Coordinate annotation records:
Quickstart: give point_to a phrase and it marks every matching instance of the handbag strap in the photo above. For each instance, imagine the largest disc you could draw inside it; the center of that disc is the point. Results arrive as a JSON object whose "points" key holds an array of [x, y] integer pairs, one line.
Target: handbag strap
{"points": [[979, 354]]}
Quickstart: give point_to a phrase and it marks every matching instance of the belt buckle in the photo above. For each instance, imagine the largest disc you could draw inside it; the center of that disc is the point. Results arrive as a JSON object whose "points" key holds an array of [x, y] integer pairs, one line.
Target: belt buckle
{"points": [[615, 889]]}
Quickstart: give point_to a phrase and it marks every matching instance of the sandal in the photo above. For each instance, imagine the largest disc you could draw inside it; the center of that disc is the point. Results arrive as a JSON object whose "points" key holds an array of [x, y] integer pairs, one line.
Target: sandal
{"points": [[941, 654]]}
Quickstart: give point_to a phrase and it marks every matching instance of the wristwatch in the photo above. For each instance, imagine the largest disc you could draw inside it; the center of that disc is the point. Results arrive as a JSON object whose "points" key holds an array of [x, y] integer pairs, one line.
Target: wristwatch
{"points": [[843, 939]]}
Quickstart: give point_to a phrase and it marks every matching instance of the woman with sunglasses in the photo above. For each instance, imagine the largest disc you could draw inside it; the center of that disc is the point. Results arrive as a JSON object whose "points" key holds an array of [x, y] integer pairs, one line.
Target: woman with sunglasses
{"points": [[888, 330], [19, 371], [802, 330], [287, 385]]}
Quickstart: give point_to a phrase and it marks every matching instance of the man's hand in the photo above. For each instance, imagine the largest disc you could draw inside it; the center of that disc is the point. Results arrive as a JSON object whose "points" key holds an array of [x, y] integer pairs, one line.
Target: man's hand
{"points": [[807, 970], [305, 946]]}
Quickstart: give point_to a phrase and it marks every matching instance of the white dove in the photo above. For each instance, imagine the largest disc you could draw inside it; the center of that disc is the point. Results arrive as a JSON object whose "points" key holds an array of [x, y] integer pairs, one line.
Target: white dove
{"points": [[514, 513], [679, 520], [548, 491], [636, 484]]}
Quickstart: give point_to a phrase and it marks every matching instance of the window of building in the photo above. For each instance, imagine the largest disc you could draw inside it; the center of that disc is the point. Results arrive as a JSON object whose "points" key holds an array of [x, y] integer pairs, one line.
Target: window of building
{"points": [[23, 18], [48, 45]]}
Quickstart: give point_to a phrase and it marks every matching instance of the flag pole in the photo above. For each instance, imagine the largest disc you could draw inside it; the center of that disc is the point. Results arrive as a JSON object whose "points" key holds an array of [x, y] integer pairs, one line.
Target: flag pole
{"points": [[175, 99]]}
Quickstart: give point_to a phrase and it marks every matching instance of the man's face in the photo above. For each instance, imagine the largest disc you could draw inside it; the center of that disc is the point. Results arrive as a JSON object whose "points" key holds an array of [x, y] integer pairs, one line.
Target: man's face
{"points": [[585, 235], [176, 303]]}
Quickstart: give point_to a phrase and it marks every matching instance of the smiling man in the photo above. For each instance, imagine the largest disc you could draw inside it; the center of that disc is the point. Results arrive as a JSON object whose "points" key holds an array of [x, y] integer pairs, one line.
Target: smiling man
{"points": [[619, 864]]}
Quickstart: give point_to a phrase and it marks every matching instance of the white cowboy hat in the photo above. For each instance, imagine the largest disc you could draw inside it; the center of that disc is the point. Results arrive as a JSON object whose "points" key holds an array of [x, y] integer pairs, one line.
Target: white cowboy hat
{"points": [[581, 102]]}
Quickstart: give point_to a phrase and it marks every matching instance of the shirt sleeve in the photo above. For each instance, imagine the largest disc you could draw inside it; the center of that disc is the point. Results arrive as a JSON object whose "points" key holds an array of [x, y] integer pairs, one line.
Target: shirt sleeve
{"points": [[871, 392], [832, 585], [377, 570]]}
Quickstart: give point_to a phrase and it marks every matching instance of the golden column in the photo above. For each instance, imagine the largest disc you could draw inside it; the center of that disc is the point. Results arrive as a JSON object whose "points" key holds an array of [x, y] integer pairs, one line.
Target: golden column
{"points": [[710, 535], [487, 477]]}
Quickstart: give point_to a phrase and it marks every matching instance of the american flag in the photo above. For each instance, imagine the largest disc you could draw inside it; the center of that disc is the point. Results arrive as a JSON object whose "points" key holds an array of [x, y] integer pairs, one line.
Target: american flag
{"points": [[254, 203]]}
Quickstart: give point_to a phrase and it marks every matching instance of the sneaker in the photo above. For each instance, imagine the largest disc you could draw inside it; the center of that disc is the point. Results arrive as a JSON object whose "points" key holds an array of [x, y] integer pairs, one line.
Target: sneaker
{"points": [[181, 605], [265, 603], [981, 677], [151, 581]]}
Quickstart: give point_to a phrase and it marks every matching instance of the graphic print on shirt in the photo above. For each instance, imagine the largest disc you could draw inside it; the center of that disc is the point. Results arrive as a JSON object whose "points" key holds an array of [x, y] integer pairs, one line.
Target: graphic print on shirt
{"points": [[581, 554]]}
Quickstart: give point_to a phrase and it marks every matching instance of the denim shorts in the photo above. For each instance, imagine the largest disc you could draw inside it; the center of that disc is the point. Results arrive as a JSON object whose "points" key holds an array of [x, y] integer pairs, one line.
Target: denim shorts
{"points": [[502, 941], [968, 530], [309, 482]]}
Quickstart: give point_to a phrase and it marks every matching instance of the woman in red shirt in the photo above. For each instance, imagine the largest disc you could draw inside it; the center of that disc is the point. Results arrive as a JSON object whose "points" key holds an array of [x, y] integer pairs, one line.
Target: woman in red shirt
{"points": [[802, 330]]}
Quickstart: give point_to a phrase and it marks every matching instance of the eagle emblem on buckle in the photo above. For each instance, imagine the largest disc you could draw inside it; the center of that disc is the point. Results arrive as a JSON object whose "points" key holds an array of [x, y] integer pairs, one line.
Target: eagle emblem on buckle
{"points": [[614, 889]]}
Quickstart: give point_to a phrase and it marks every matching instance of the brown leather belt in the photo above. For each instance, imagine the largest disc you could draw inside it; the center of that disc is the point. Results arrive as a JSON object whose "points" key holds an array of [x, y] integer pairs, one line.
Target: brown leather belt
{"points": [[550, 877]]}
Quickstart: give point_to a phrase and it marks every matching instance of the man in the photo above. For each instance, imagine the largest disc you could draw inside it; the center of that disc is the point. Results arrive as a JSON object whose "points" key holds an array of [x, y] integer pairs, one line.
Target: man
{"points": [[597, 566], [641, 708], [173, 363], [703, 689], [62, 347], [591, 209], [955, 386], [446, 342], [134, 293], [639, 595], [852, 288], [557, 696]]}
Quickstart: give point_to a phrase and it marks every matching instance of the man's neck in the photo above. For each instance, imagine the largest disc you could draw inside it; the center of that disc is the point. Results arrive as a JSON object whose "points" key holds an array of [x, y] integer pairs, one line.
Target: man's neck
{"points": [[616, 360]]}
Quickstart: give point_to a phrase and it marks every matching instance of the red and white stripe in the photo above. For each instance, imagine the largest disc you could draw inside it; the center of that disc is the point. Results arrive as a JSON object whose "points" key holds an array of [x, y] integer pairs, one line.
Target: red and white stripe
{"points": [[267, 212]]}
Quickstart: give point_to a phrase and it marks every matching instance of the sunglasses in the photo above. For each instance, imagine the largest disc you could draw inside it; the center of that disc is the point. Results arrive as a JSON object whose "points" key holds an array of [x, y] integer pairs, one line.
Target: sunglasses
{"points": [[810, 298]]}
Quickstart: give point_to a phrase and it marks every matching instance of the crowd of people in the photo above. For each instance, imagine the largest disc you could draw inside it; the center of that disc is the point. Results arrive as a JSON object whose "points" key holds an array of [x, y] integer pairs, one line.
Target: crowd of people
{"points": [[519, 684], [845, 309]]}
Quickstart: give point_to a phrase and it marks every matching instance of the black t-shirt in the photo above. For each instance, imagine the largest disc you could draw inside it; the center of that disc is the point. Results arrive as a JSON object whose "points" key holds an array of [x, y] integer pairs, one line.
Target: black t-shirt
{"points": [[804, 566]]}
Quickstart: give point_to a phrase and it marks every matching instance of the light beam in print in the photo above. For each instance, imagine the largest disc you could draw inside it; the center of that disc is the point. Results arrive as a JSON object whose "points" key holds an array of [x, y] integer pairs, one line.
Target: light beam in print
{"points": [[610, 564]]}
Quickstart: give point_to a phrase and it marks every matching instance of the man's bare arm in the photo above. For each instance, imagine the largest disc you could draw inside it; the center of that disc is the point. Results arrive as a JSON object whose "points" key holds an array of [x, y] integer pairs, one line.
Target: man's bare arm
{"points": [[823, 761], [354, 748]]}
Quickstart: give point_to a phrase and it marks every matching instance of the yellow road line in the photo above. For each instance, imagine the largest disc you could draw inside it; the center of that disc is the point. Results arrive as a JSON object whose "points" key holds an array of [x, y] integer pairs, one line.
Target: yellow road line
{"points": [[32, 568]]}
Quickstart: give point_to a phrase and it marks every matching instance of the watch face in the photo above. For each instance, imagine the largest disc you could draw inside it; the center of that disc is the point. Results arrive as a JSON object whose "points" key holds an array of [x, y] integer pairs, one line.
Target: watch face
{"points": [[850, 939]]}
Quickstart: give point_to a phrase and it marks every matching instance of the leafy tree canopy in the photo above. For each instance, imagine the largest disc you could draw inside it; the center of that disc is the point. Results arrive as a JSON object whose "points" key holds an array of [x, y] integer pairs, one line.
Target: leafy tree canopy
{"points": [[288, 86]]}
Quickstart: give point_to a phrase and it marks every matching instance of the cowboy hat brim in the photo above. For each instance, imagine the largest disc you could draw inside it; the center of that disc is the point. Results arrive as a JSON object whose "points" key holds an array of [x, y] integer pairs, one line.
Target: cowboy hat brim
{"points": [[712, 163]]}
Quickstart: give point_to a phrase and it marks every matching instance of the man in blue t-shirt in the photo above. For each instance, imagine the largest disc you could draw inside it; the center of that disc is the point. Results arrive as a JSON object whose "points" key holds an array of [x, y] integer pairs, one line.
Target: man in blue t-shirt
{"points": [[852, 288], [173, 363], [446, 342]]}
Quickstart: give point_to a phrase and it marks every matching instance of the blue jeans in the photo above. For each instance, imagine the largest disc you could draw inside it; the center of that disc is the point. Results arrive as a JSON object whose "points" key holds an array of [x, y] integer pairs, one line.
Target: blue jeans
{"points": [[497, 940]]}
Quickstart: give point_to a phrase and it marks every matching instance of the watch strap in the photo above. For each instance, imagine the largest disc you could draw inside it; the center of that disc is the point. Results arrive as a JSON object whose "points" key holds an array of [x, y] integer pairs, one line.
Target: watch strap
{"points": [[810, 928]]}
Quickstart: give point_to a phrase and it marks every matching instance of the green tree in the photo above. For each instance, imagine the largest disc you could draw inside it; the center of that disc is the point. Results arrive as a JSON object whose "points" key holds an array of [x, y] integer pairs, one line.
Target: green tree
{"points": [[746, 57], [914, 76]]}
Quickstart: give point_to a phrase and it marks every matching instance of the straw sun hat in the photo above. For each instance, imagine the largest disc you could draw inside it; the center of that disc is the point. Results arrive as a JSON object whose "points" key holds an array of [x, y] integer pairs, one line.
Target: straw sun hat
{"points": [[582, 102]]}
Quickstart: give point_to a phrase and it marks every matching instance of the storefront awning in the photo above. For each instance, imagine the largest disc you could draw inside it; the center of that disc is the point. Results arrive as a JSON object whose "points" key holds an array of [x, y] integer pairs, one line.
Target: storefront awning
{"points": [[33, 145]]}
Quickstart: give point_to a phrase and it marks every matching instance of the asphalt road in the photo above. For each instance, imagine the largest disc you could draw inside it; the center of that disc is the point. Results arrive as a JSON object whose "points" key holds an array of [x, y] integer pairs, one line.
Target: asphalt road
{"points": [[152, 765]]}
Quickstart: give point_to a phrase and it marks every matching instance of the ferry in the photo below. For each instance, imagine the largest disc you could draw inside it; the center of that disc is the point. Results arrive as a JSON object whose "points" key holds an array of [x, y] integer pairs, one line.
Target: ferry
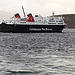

Exercise goal:
Format the lines of the listing above as a numbered list, beginning at the line that contains "the watch strap" and continuing through the last line of the listing. Skip blank lines and leave the pictures out.

Response to this exercise:
1. Quickstart: give point_to a phrase and it marks every matching instance of the watch strap in the photo above. For each instance, imagine the largest disc you could draw inside it; the center of that disc is the point. Results arrive as a JSON object whose "points" key holds an array of [x, y] integer pairs, one line.
2. Target: watch strap
3. {"points": [[810, 928]]}
4. Quickstart: give point_to a phrase and it marks every matching instance of the green tree in the photo above. For each instance, imagine the largest disc you could draw inside it; the center of that disc is the point. Results arrive as a JSON object whose "points" key holds an array of [x, y] integer pairs, one line.
5. Target: green tree
6. {"points": [[746, 57], [914, 76]]}
7. Quickstart: give point_to a phrase and it marks every matching instance of the straw sun hat in the photo above. For each instance, imagine the largest disc you could draw inside it; the center of that disc is the point. Results arrive as a JSON object whose "points" key holds an array of [x, y] integer pairs, one line.
8. Target: straw sun hat
9. {"points": [[582, 102]]}
10. Quickstart: give point_to a phrase and it marks every matching instance of the storefront awning in the photo above. For each instance, imagine the largest disc you could draw inside it; the center of that disc is the point. Results arrive as a JSON object whose "points" key holds an array of [x, y] integer pairs, one line.
11. Target: storefront awning
12. {"points": [[33, 145]]}
13. Quickstart: give point_to a phrase and it marks every matching instance of the asphalt road in the photo above. For each instance, imagine the largest disc you could draw inside it; the center of that disc is the point. Results arrive as a JSON object whose "points" key holds an array of [x, y] integer pairs, one line.
14. Target: asphalt road
15. {"points": [[152, 765]]}
16. Quickstart: give point_to a phrase and it marks every matching instance of the ferry in the photo below. For each instance, imagine the largest disc you could draw inside it; the center of that disc is the point. Results arrive as a JSON object whose "points" key holds an array of [x, y] integer pairs, one line.
17. Target: ferry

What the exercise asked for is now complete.